### Passage shown
»»

This past Friday, Hamas engaged in an intense battle with a Salafist group called Jund Ansar Allah (the Soldiers of the Supporters of God). The instigation for the battle came after the leader of the group, Abdul Latif Musa, gave a Friday sermon calling for the immediate implementation of an “Islamic emirate” in the Gaza Strip and for a Taliban-like Salafist version of Shariah (or Islamic law) to be imposed.
Hamas didn’t wait. Before his sermon was over, al-Jazeera reported that Hamas police surrounded the mosque and demanded the surrender of Musa and his supporters. The ensuing gun battle left at least 28 dead, including six Hamas police and six civilians including an 11-year old girl, and over 100 wounded. Musa died, according to Hamas, when he blew himself up rather than surrender to the police.
For years, analysts without a stake in supporting either Fatah or Hamas, or Likud or Kadima, including leading former American statesmen, have argued that the Bush-era policy of blockading the Gaza Strip, starving the population, and supporting Israeli attacks on the Strip instead of maintaining a cease-fire, was morally incoherent, illegal under international law, and tactically counter-productive. Even as Somalia became a case study for what one shouldn’t do, the Bush team couldn’t help but hope that what failed in one place might succeed in another.
Just as a reminder, an Islamist group called the Islamic Courts Union (ICU) took over Mogadishu and much of Somalia after years of international inaction and began establishing law and order. Checkpoints were shut down, the airport and seaport were opened, and Somalis in the Diaspora began returning to see how they could help rebuild their failed state.
Rather than engage the ICU and attempt to moderate any potential Salafist tendencies, the US “encouraged” Ethiopia to invade Somalia, fatally weakening the ICU, and simultaneously opening the door to outright chaos and the rise of a Salafist group called the Shabab, leaving western countries to scramble to find ICU leaders with whom they can still work. Piracy off the Horn became a common phenomenon.
Hamas has been more successful than the ICU because Israel has been less successful than Ethiopia. The repeated attempts to overthrow Hamas, which took over the Palestinian Authority in the 2006 elections in the Occupied Territory, have weakened but not bowed Hamas. However, the alternative in Gaza has not been the secular Fatah, but Salafist groups.
The vigor with which Hamas is responding to this challenge (perhaps too vigorous), ironically, would be difficult, if not impossible, by the US-trained Palestinian forces under General Dayton’s instruction in the West Bank. This is not because of any lack of ability, but because of a limit on legitimacy imposed by its cooperation with Israel within the context of the on-going Israeli occupation.
Hamas police are viewed as bringing law and order AND resisting Israel. The West Bank police can only do the former and actually must stand by impotently when Israel conducts raids in the West Bank including in Ramallah, a source of constant complaint to the US government by our Palestinian friends in Ramallah.

««

### Given instruction a
According to the Hamas passage, how did Abdul Latif Musa die?

### Available records
»»

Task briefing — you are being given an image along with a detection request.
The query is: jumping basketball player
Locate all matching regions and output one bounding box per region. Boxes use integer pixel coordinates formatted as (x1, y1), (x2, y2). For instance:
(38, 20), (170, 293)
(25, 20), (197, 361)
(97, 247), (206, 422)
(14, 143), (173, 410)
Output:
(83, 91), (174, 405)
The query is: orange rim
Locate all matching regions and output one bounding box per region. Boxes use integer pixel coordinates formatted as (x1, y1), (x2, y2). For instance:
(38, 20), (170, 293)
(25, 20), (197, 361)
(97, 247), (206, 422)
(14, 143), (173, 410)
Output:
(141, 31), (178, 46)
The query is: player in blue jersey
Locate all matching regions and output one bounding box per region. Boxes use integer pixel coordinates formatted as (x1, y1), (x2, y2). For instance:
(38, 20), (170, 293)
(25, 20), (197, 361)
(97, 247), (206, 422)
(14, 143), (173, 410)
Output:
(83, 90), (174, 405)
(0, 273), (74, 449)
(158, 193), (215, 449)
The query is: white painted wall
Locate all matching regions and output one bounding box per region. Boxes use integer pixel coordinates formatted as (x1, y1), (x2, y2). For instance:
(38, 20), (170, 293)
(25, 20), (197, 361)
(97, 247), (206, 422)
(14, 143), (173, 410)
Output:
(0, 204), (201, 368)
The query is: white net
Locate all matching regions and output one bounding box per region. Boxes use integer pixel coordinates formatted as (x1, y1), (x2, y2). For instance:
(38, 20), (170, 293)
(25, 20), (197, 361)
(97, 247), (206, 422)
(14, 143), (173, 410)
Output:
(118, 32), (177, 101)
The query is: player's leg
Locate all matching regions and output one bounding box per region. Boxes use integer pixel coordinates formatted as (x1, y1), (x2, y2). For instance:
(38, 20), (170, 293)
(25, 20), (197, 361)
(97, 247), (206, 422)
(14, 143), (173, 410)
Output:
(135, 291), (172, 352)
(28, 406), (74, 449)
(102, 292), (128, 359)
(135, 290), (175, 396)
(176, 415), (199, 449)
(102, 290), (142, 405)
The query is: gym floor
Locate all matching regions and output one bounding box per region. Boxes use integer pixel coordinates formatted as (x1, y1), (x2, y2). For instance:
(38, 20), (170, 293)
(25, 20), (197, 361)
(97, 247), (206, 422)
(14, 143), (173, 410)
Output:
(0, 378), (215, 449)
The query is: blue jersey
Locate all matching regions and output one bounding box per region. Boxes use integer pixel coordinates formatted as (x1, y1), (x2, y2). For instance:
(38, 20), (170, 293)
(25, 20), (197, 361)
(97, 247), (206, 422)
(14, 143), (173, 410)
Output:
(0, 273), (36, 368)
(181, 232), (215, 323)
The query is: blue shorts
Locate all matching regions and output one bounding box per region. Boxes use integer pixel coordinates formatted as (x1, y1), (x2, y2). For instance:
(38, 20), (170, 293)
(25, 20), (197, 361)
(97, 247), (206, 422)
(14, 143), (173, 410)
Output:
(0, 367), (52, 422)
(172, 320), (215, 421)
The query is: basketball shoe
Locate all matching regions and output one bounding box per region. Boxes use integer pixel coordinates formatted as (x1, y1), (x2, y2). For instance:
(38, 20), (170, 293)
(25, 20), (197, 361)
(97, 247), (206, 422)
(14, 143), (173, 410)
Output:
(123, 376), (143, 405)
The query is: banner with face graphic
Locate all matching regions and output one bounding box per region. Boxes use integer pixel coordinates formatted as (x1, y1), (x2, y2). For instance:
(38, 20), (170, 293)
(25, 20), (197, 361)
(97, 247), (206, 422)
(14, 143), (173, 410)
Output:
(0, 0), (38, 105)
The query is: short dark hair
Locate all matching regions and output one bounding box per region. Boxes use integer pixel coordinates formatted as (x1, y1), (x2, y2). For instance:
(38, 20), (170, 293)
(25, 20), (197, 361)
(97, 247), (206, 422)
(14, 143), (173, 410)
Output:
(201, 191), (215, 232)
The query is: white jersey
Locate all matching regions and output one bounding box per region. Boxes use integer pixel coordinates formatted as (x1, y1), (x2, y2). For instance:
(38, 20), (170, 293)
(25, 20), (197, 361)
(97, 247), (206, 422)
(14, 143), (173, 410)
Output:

««

### Given instruction b
In the listing, take everything from the line containing "The query is: gym floor" down to the line containing "(123, 376), (143, 405)" and recast it as a numbered list, leaving out any blank lines.

### Written response a
Hamas said he blew himself up rather than surrender to the police.

### Written response b
1. The query is: gym floor
2. Locate all matching regions and output one bounding box per region. Boxes use integer pixel coordinates formatted as (x1, y1), (x2, y2). For instance:
3. (38, 20), (170, 293)
4. (25, 20), (197, 361)
5. (97, 247), (206, 422)
6. (14, 143), (173, 410)
7. Output:
8. (0, 378), (215, 449)
9. The query is: blue jersey
10. Locate all matching regions and output one bounding box per region. Boxes use integer pixel coordinates formatted as (x1, y1), (x2, y2). For instance:
11. (38, 20), (170, 293)
12. (25, 20), (197, 361)
13. (97, 247), (206, 422)
14. (14, 143), (173, 410)
15. Output:
16. (0, 273), (36, 368)
17. (181, 232), (215, 323)
18. The query is: blue shorts
19. Locate all matching regions and output one bounding box per region. Boxes use integer pixel coordinates formatted as (x1, y1), (x2, y2). For instance:
20. (38, 20), (170, 293)
21. (25, 20), (197, 361)
22. (97, 247), (206, 422)
23. (14, 143), (173, 410)
24. Output:
25. (0, 367), (52, 422)
26. (172, 320), (215, 421)
27. The query is: basketball shoe
28. Locate all matching regions and output one bounding box per region. Boxes use integer pixel coordinates formatted as (x1, y1), (x2, y2). For instance:
29. (38, 20), (170, 293)
30. (25, 20), (197, 361)
31. (97, 247), (206, 422)
32. (14, 143), (173, 410)
33. Output:
34. (123, 376), (143, 405)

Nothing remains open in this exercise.